▶ _What you need to do_: The records below must be duplicated exactly, character for character.

[[ Given entries open ]]

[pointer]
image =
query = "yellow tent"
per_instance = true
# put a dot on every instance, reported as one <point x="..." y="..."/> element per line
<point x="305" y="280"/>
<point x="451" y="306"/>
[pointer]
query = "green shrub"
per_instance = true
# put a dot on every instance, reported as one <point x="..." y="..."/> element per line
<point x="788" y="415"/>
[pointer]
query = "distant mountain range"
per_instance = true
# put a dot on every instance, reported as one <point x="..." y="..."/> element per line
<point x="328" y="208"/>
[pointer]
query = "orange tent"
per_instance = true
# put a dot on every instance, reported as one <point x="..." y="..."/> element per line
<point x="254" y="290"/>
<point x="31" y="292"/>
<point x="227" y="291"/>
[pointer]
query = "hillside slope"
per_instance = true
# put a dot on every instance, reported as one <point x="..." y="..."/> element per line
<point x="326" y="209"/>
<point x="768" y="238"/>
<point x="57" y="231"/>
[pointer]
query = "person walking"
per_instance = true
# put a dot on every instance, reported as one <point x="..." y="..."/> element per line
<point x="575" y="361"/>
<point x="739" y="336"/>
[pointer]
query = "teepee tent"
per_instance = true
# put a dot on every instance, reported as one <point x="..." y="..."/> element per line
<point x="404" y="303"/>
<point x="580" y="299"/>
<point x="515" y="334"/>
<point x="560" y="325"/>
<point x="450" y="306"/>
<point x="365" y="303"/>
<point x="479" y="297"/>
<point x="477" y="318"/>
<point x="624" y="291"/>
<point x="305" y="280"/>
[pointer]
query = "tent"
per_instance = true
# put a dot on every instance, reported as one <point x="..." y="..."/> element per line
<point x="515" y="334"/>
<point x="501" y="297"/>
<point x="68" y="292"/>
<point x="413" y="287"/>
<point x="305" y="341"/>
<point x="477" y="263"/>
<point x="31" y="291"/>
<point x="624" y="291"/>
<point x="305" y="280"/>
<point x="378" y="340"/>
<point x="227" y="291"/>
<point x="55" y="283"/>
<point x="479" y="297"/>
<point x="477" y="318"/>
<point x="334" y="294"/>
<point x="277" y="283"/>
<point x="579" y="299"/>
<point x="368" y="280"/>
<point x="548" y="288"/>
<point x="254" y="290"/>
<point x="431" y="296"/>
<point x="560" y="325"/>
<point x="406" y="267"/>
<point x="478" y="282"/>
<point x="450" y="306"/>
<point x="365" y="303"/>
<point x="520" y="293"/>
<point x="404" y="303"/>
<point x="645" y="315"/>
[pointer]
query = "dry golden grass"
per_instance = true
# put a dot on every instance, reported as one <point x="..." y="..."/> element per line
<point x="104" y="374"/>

[[ Given entries closed ]]

▶ _Result below_:
[pointer]
image =
query = "yellow tent"
per_instance = true
# put a dot on every instance, reported as one <point x="..." y="..."/> element per line
<point x="305" y="280"/>
<point x="451" y="306"/>
[pointer]
query = "green shrub"
per_instance = true
# put a dot on every instance, reported as one <point x="..." y="..."/> element per line
<point x="788" y="415"/>
[pointer]
query = "distant mountain range"
per_instance = true
# put a dot on every instance, reported as one <point x="..." y="..."/> element per line
<point x="328" y="208"/>
[pointer]
query = "orange tent"
per_instance = true
# put a dot on every instance, reported as one <point x="..." y="..."/> element per line
<point x="254" y="290"/>
<point x="31" y="292"/>
<point x="227" y="291"/>
[pointer]
query = "hillside slope"
per_instance = true
# put a dot on every instance, reported as one <point x="..." y="..."/> element per line
<point x="326" y="209"/>
<point x="768" y="238"/>
<point x="57" y="231"/>
[pointer]
query = "person walking"
per_instance = true
# put a dot on every instance, reported as one <point x="..." y="..."/> element per line
<point x="575" y="361"/>
<point x="739" y="336"/>
[pointer]
query = "teepee tent"
per_instance = true
# put a dot on every instance, reported as one <point x="..." y="..."/> element per line
<point x="404" y="303"/>
<point x="580" y="299"/>
<point x="515" y="334"/>
<point x="560" y="325"/>
<point x="450" y="306"/>
<point x="365" y="303"/>
<point x="479" y="297"/>
<point x="477" y="318"/>
<point x="624" y="291"/>
<point x="305" y="280"/>
[pointer]
query = "tent"
per_instance = true
# put a dot on every instance, reported as one <point x="..." y="..."/> element per line
<point x="515" y="334"/>
<point x="501" y="297"/>
<point x="68" y="292"/>
<point x="413" y="287"/>
<point x="305" y="341"/>
<point x="477" y="263"/>
<point x="31" y="291"/>
<point x="624" y="291"/>
<point x="305" y="280"/>
<point x="378" y="340"/>
<point x="227" y="291"/>
<point x="55" y="283"/>
<point x="479" y="297"/>
<point x="477" y="318"/>
<point x="334" y="294"/>
<point x="277" y="283"/>
<point x="579" y="299"/>
<point x="368" y="280"/>
<point x="548" y="288"/>
<point x="254" y="290"/>
<point x="431" y="296"/>
<point x="560" y="325"/>
<point x="406" y="267"/>
<point x="478" y="282"/>
<point x="450" y="306"/>
<point x="365" y="303"/>
<point x="520" y="293"/>
<point x="404" y="303"/>
<point x="645" y="315"/>
[pointer]
query = "dry golden grass"
per_instance = true
# put a dot on every instance, reported as one <point x="..." y="..."/> element per line
<point x="104" y="374"/>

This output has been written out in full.